* **Objectif**: Renvoyez, sans les modifier, toutes les lignes des entrées ci-dessous qui contiennent la chaîne « query ». La distinction entre majuscules et minuscules compte.

* **Données fournies**:
------------------------
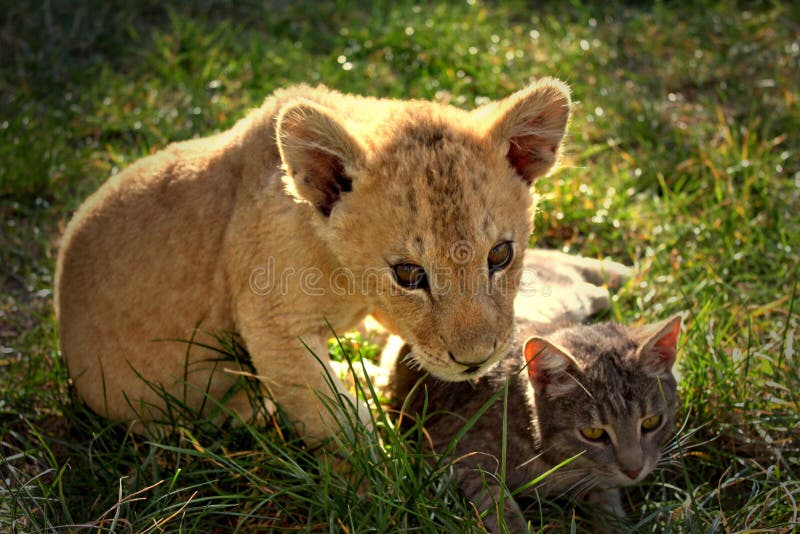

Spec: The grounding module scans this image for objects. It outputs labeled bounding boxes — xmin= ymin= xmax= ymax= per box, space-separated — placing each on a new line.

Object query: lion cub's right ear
------------------------
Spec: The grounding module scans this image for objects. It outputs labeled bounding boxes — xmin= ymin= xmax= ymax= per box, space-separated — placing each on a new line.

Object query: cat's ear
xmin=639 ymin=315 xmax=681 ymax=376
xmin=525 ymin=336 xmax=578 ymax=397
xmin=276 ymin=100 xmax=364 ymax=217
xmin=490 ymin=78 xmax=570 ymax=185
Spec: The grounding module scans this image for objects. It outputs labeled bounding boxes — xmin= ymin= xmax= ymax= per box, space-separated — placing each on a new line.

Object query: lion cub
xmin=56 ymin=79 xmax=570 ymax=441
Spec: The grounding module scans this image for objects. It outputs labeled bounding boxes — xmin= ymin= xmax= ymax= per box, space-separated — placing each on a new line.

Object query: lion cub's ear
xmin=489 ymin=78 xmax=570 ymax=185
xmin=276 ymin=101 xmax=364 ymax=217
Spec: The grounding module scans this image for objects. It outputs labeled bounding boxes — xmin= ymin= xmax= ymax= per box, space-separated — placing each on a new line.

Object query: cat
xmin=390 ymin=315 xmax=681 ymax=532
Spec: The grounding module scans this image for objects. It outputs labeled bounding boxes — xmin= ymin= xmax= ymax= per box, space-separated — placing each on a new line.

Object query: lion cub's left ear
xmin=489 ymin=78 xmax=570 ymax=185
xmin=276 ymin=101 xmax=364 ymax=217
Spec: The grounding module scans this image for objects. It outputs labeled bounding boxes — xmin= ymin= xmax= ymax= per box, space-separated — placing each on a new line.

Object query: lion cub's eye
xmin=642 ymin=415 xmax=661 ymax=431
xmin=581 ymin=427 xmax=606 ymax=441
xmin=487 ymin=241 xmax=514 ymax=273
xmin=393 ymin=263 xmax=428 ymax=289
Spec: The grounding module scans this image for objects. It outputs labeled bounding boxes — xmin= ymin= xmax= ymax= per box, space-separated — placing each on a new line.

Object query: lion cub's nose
------------------------
* **Solution détaillée**:
Object query: lion cub's right ear
Object query: cat's ear
Object query: lion cub
Object query: lion cub's ear
Object query: cat
Object query: lion cub's left ear
Object query: lion cub's eye
Object query: lion cub's nose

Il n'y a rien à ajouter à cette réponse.